Omit the pictures and output every entry below exactly as written.
======== Given records ========
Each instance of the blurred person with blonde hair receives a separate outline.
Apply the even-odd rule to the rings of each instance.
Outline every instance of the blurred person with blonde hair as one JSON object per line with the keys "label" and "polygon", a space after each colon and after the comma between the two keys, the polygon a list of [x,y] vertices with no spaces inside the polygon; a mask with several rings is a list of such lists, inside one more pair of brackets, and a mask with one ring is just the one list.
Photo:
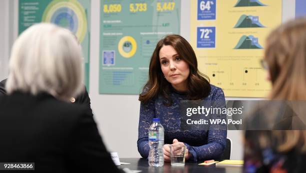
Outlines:
{"label": "blurred person with blonde hair", "polygon": [[34,163],[44,173],[120,172],[86,105],[82,50],[68,30],[34,24],[14,42],[0,100],[0,162]]}
{"label": "blurred person with blonde hair", "polygon": [[[246,132],[244,172],[305,173],[306,18],[290,20],[274,30],[266,46],[262,63],[272,84],[269,99],[274,107],[266,106],[260,110],[262,115],[251,117],[246,127],[256,126],[254,120],[260,116],[279,123],[273,130]],[[275,103],[278,108],[271,111]],[[280,116],[282,111],[284,115]]]}

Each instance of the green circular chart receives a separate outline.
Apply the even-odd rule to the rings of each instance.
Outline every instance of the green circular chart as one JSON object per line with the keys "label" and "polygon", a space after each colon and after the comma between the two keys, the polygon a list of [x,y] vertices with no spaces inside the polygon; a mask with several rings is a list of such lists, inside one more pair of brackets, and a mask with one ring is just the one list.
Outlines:
{"label": "green circular chart", "polygon": [[87,31],[85,10],[76,0],[54,0],[46,7],[42,21],[55,23],[72,32],[80,42]]}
========
# Result for this task
Each instance of the blurred person with blonde hair receives a separate outline.
Apply the even-odd rule to the rings of each instance.
Outline every instance of the blurred person with blonde hair as one JSON object per line with the keys "label" and "polygon", a space after each colon and after the comma between the two keys, the polygon a list of [x,y] vertices with no spaces inside the polygon; a mask with several rings is a list of such lists, inside one more pair of brackets, and a mask with one ring is just the one list.
Photo:
Outlines:
{"label": "blurred person with blonde hair", "polygon": [[34,163],[44,173],[120,172],[86,105],[82,50],[68,30],[34,24],[14,42],[0,100],[0,162]]}
{"label": "blurred person with blonde hair", "polygon": [[[246,132],[244,172],[305,173],[306,18],[290,20],[274,30],[266,46],[262,63],[272,84],[269,99],[274,107],[266,106],[260,110],[262,115],[251,117],[246,127],[256,126],[254,120],[260,116],[279,123],[273,130]],[[275,103],[278,108],[271,111]],[[280,116],[282,111],[284,115]]]}

Each instance of the green circular chart receives a separate outline.
Apply the even-odd rule to the rings of each instance.
Outline every instance of the green circular chart as one JSON object per line with the keys "label" and "polygon", a space after each colon and after the comma between the two keys, the polygon a list of [x,y] vertices with no spaces inside the polygon; a mask with several rings is a list of such lists, inside one more pair of brackets, and a mask with one ring is just the one list.
Outlines:
{"label": "green circular chart", "polygon": [[87,31],[85,10],[76,0],[54,0],[46,7],[42,21],[55,23],[72,32],[80,42]]}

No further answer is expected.